This is the mail archive of the mailing list for the glibc project.

Index Nav: [Date Index] [Subject Index] [Author Index] [Thread Index]
Message Nav: [Date Prev] [Date Next] [Thread Prev] [Thread Next]
Other format: [Raw text]

Re: [PATCH] Fix p{readv,writev}{64} consolidation implementation

(+Chung-Lin Tang for possible nios2 bug.)

On 6/16/2016 11:49 AM, Adhemerval Zanella wrote:
On 16/06/2016 12:25, Chris Metcalf wrote:
On 6/15/2016 4:17 PM, Adhemerval Zanella wrote:
On 15/06/2016 15:21, Chris Metcalf wrote:
On 6/15/2016 9:45 AM, Adhemerval Zanella wrote:
On 15/06/2016 02:37, Mike Frysinger wrote:
On 14 Jun 2016 18:54, Adhemerval Zanella wrote:
This patch fixes the p{readv,writev}{64} consolidation implementation
from commits 4e77815 and af5fdf5.  Different from pread/pwrite
implementation, preadv/pwritev implementation does not require
__ALIGNMENT_ARG because kernel syscall prototypes define
the high and low part of the off_t, if it is the case, directly
(different from pread/pwrite where the architecture ABI for passing
64-bit values must be in consideration for passsing the arguments).

(Object point labels)

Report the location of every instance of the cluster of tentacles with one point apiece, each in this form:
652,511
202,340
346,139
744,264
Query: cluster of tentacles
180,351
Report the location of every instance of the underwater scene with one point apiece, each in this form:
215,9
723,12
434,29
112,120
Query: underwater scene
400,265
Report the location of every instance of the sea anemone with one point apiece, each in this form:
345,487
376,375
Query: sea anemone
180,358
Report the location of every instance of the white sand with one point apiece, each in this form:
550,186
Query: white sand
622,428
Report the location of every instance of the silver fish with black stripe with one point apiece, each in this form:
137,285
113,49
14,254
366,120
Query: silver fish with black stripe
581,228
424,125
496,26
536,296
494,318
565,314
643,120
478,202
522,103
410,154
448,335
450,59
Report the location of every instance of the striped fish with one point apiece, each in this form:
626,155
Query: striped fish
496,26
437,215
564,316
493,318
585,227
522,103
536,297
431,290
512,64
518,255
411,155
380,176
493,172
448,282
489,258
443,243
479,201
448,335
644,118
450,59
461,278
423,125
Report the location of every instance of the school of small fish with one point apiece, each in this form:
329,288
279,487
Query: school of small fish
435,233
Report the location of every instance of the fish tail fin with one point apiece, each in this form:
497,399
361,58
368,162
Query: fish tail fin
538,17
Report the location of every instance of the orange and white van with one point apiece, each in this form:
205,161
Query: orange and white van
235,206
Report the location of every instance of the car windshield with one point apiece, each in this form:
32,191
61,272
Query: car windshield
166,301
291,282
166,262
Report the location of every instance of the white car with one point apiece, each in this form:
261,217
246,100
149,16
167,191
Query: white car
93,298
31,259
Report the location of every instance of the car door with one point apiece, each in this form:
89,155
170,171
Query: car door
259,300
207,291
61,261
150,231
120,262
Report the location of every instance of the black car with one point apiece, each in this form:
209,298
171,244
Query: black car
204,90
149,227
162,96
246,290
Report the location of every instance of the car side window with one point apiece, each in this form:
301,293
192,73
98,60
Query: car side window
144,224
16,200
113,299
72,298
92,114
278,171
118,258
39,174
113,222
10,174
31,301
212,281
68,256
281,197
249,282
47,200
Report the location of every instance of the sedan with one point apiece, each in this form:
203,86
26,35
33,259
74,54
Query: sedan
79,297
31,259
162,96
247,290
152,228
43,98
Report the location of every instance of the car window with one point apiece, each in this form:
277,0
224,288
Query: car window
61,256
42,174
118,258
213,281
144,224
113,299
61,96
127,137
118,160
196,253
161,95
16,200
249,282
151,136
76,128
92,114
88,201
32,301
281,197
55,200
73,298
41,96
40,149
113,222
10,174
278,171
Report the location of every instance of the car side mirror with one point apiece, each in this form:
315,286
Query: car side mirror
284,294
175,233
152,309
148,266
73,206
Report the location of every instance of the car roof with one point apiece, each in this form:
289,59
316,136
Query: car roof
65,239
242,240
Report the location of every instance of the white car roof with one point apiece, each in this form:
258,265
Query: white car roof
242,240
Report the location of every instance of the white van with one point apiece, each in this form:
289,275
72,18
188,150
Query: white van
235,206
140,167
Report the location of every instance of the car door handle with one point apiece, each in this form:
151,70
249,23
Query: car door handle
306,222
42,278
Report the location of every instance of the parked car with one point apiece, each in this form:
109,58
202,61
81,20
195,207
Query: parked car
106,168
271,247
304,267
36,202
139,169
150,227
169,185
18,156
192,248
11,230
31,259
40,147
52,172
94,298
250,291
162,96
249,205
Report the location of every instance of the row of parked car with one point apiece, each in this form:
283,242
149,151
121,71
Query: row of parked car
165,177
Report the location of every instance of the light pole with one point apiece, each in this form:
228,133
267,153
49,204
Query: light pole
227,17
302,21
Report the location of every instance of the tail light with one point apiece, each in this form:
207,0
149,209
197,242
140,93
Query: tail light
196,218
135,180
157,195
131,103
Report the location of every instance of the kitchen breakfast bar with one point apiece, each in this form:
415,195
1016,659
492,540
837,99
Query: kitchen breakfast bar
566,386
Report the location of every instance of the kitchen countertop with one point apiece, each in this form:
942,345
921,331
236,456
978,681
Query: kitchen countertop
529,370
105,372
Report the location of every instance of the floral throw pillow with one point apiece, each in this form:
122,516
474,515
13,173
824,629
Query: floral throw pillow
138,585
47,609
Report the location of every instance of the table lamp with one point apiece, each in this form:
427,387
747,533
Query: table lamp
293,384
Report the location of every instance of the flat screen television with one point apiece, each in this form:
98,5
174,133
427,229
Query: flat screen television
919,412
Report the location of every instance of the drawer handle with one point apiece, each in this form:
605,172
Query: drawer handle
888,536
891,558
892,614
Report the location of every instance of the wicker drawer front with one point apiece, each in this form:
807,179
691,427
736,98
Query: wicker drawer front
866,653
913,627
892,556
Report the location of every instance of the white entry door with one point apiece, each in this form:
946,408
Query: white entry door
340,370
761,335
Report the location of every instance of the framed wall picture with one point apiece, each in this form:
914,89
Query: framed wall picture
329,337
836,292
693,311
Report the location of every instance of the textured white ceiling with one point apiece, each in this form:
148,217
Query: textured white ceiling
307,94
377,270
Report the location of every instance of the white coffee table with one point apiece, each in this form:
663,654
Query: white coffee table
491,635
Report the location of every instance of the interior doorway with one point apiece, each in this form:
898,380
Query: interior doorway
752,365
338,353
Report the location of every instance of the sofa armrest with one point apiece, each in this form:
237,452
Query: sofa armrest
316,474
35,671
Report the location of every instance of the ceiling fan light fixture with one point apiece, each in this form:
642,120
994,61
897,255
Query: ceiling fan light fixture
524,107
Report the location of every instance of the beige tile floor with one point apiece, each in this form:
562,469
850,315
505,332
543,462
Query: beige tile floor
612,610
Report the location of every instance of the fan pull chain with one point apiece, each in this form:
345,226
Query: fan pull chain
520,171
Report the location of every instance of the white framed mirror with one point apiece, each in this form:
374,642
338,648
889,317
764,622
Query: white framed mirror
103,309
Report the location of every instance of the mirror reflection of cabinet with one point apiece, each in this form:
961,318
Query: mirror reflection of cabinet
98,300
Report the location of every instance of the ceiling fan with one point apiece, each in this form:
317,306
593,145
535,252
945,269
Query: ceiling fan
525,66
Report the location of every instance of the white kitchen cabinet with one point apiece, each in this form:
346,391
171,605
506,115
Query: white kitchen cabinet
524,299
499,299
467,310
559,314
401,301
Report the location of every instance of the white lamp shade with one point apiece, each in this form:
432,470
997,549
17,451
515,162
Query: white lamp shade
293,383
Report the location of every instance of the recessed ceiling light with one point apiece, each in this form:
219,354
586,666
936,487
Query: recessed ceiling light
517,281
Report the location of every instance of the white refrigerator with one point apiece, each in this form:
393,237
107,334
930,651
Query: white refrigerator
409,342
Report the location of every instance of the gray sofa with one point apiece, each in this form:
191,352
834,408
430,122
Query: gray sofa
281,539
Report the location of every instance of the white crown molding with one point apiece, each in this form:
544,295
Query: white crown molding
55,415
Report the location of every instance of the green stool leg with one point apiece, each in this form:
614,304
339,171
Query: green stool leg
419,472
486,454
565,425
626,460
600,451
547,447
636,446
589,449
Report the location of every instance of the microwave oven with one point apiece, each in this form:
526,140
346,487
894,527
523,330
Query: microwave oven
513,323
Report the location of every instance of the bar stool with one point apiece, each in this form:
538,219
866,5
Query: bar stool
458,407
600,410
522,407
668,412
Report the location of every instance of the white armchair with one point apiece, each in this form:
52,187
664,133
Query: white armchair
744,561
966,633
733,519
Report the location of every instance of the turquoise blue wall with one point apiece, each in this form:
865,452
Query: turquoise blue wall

Problems and tasks:
• A. Translate this sentence from the glibc mailing list message into German: "This is the mail archive of the mailing list for the glibc project."
• B. Answer these questions using the glibc mailing list message:
(i) Who is added to the message for a possible nios2 bug?
(ii) Which two commits does the patch fix the consolidation implementation from?
(iii) What does the preadv/pwritev implementation not require, unlike pread/pwrite?
• C. Pick up the glibc mailing list message after its last sentence and write the next part.

Responses to the tasks:
• A. Dies ist das Mail-Archiv der Mailingliste für das glibc-Projekt.

• B.
(i) Chung-Lin Tang
(ii) 4e77815 and af5fdf5
(iii) __ALIGNMENT_ARG

• C.
i had looked at that specifically but thought it ok because the old code
was using the alignment arg.  was the old code broken too ?

this is what the preadv code looked like:
-__libc_preadv (int fd, const struct iovec *vector, int count, off_t offset)
-  assert (sizeof (offset) == 4);
-  return SYSCALL_CANCEL (preadv, fd,
-                         vector, count, __ALIGNMENT_ARG
-                         __LONG_LONG_PAIR (offset >> 31, offset));

although i guess this isn't too surprising as this code was in the
generic sysdeps dir which currently doesn't have as many users as
we wish it did :).

The idea is not really to align the argument to zero pass, but rather to split
the possible 64-bits argument in high and low as required (as the default
implementation was doing [2]). On tile, it is working because the preadv.c
offset is 32-bits and thus the high word is indeed zero, but it is passing
one superfluous argument.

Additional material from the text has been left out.